Segment Start: Page excerpt

Why do we blow out candles on birthday cakes? The answer involves Egyptian theocracy, the moon goddess, and (as for many holidays) the mixing of Christian and pagan tradition.
A tumblr post that went around the internet a while back drew attention to the strange, ritualistic custom that takes place during birthday celebrations:
“A small gathering of people huddle around an object on fire, chanting ritualistically a repetitive song in unison until the fire is blown out and a knife is stabbed into the object.”
The post laughingly called this a bit satanic. The real story of the birthday cake does have a little something to do with evil spirits—but more in the vein of warding them away with candlelight and merrymaking.
The origin of the birthday celebration itself must be put together piece by piece, drawing from different time periods and cultural traditions.
Ancient Egypt, Greece, and Rome
When a pharaoh was crowned in ancient Egypt, it was believed that he or she was transformed or reborn into a god. As early as 3,000 BCE, Egyptians celebrated the pharaoh’s coronation day as the birthday of a god. The Greeks may have inherited this custom of celebrating the birth of a god from the Egyptians. In many pagan belief systems, days of major change in the world or in a person’s life were thought to invite evil spirits into the world. When birthdays began to be celebrated for common people rather than just religious figures, a widespread belief was that evil spirits would visit people on their birthdays, so a party must be held to scare them away. Party-goers helped the birthday person feel cheerful, made a racket with noisemakers, and brought candles as a light in the darkness to ward away the sprits. These early birthday parties were thus considered a form of protection against evil.
But what’s a birthday party without some cake?
The candles came first. In ancient Greece, round cakes were baked in honor of Artemis, the moon goddess. Candles were placed on top to represent the glow of the moon. In Greece, as in many ancient societies, it was believed that the smoke of the candles would carry their prayers to heaven (in this case, to the moon).
The birthday cake came second. Ancient Romans may have been the first to celebrate birthdays of non-religious figures. Birthday celebrations included a sweet, bread-like pastry made from flour, nuts, honey, and yeast. (Cake and bread were largely interchangeable terms until more recently in history, and sugar in its many refined forms was not used in the Mediterranean until about the thirteenth century.) These honey cakes were typically found at birthday celebrations for members of the imperial family, private birthday celebrations for family and friends, and also at weddings. Fiftieth birthday celebrations merited a special pastry made from flour, grated cheese, honey, and olive oil.

Segment End: Page excerpt
Segment Start: Listed entries

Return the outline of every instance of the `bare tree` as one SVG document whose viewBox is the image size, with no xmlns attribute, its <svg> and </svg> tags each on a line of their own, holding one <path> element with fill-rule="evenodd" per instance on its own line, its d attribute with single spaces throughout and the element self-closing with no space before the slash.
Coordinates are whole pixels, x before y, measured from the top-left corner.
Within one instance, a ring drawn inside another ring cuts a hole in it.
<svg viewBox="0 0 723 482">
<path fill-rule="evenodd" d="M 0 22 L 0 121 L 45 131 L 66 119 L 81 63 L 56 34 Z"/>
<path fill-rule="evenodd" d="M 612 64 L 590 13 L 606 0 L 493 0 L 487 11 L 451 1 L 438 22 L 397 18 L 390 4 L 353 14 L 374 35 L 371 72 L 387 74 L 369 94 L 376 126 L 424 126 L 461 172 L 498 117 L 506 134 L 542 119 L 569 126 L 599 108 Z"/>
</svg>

Segment End: Listed entries

Parts of the exercise ::
1. Repeat the birthday cake passage from "The post laughingly" to "candlelight and merrymaking.".
2. According to the birthday cake passage, in honor of which goddess were round cakes baked in ancient Greece?
Work only from the birthday cake passage.

Results for the exercise ::
1.
The post laughingly called this a bit satanic. The real story of the birthday cake does have a little something to do with evil spirits—but more in the vein of warding them away with candlelight and merrymaking.

2. Artemis, the moon goddess.